Image location labeling entries:
+-------+

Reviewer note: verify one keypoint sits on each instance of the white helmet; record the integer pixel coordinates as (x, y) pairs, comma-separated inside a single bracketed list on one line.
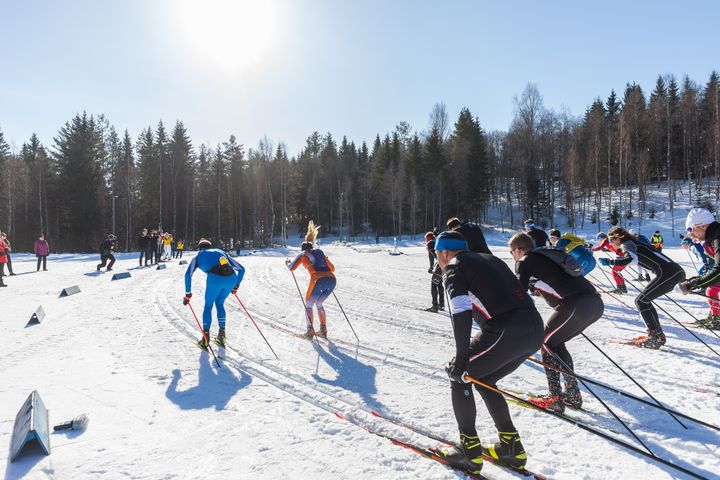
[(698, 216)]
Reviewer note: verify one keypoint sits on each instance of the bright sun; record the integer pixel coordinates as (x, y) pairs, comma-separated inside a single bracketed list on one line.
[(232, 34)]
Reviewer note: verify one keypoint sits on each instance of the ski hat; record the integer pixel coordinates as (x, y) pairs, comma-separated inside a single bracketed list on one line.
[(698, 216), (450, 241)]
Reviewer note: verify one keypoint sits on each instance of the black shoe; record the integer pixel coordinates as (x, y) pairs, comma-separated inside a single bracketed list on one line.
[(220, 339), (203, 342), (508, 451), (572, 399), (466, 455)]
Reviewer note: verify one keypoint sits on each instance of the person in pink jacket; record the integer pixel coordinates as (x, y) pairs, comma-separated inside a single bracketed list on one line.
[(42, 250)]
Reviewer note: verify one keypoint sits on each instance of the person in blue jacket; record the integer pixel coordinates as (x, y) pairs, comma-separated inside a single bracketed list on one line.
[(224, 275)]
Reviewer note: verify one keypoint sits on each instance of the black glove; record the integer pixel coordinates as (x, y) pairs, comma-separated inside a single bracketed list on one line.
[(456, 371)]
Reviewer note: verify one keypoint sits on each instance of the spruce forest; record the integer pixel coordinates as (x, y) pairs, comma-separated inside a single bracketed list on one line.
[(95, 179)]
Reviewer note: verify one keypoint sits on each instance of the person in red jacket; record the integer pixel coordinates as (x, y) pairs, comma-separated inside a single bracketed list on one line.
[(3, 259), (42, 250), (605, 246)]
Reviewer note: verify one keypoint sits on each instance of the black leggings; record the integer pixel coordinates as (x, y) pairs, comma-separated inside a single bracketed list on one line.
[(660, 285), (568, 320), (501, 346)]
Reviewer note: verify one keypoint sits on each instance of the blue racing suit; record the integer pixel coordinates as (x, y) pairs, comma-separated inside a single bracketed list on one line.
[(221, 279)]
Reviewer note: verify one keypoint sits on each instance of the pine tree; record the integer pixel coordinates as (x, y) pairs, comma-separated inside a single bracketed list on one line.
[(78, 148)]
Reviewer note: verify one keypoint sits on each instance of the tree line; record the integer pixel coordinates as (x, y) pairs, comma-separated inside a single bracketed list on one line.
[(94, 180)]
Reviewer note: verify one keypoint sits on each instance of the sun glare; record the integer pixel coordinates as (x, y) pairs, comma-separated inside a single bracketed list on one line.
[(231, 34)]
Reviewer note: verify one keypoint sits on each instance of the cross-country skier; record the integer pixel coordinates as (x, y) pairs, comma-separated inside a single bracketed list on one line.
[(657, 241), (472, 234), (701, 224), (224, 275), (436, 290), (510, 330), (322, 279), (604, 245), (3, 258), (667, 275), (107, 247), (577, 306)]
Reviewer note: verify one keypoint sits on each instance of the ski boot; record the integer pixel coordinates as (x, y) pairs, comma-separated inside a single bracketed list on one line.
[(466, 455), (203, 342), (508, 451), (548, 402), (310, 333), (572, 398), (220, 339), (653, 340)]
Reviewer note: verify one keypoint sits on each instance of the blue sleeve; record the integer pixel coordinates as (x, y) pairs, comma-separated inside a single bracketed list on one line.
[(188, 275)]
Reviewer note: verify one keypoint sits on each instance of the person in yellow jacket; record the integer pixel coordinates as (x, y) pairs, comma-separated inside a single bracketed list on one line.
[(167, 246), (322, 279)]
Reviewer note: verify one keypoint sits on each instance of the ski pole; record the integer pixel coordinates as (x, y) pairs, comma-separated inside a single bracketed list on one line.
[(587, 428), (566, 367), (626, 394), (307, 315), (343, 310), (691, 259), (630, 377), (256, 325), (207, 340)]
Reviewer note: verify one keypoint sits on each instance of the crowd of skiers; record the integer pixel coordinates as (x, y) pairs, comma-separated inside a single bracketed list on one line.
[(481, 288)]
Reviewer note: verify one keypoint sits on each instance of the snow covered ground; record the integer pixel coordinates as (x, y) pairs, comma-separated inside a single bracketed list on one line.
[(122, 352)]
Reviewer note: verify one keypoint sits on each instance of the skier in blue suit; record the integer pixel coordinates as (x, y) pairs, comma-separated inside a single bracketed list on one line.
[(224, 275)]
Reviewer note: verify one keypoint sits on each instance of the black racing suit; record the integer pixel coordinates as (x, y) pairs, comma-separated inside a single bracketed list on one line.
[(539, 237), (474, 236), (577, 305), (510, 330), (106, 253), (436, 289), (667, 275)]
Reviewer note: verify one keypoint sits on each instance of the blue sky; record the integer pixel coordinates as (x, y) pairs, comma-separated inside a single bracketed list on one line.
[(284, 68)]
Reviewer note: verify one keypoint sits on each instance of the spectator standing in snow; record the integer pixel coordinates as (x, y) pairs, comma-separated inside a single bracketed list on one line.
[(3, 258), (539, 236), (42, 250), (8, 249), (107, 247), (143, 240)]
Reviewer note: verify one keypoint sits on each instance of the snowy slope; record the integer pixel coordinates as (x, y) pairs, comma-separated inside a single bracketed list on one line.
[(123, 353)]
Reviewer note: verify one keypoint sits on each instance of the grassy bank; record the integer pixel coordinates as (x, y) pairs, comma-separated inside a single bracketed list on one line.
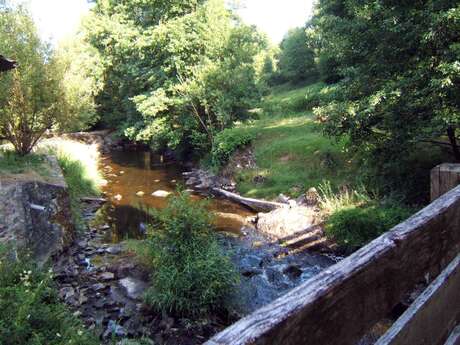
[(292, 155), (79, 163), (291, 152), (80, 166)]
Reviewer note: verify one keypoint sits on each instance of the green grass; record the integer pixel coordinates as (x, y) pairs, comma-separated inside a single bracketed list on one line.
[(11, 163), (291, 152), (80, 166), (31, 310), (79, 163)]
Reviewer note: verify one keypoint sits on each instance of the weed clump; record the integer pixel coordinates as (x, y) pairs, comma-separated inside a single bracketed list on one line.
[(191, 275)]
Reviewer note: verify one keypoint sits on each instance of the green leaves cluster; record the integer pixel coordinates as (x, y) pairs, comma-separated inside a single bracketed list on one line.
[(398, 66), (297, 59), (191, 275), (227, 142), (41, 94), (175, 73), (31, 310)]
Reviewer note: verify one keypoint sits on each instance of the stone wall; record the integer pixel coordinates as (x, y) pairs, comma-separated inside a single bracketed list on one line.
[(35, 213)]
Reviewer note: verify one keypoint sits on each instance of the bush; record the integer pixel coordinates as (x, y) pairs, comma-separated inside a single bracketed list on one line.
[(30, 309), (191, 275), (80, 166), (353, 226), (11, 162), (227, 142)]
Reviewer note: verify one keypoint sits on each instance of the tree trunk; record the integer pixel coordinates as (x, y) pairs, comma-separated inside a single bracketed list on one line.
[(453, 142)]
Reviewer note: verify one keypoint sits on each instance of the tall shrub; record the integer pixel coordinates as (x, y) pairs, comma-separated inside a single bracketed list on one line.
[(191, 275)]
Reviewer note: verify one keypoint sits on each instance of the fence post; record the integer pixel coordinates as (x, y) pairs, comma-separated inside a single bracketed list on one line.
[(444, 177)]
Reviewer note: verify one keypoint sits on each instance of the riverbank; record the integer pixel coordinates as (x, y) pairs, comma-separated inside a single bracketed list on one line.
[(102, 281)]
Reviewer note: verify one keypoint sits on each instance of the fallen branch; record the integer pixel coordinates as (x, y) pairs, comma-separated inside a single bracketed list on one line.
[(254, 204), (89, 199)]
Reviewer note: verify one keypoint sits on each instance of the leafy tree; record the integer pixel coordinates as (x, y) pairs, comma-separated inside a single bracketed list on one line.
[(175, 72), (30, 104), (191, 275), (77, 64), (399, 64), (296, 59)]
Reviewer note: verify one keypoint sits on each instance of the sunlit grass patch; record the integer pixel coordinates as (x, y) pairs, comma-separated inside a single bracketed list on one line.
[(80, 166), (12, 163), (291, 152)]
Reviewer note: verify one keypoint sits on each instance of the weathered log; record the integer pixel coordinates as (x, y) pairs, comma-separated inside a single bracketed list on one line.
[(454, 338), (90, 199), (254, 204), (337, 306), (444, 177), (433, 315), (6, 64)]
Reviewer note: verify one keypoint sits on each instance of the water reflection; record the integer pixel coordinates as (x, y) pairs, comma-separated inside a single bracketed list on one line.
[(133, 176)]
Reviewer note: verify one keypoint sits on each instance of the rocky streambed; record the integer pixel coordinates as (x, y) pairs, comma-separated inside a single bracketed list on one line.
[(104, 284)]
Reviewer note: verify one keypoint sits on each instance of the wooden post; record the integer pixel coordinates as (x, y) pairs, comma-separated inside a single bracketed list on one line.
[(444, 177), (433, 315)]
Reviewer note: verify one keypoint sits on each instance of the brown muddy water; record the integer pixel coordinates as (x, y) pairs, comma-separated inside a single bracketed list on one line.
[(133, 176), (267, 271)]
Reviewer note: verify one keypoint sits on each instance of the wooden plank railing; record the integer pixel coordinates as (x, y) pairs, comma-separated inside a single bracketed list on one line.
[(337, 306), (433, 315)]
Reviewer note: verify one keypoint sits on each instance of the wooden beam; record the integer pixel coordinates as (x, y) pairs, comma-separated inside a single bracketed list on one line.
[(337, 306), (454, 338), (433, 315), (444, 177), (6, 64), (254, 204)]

+-------+

→ SHORT TASK: Please write out, word for word, the lines from the one containing "of the brown" through the last line, inclusive.

→ ANSWER TO THIS TASK:
Reviewer note: verify one keypoint sits on each instance of the brown muddy water; record the integer pixel coordinates as (x, y) pairs, comma-separated inside a single bracketed list on one line.
[(133, 176), (267, 271)]
Reviewer note: verify one keypoint sits on each instance of the wooden plank railing; record the integer pixel coordinates as (x, y) pairs, comma-separated inside a single bracketed list on one line.
[(337, 306), (433, 315)]
Reviewer note: verify one keypoint sits on each instance of the wooden beam; record the integer pixel coordinates as (x, y) pairs, comma-separated inside a single bracketed list on one line.
[(337, 306), (454, 338), (433, 315), (444, 177), (6, 64), (254, 204)]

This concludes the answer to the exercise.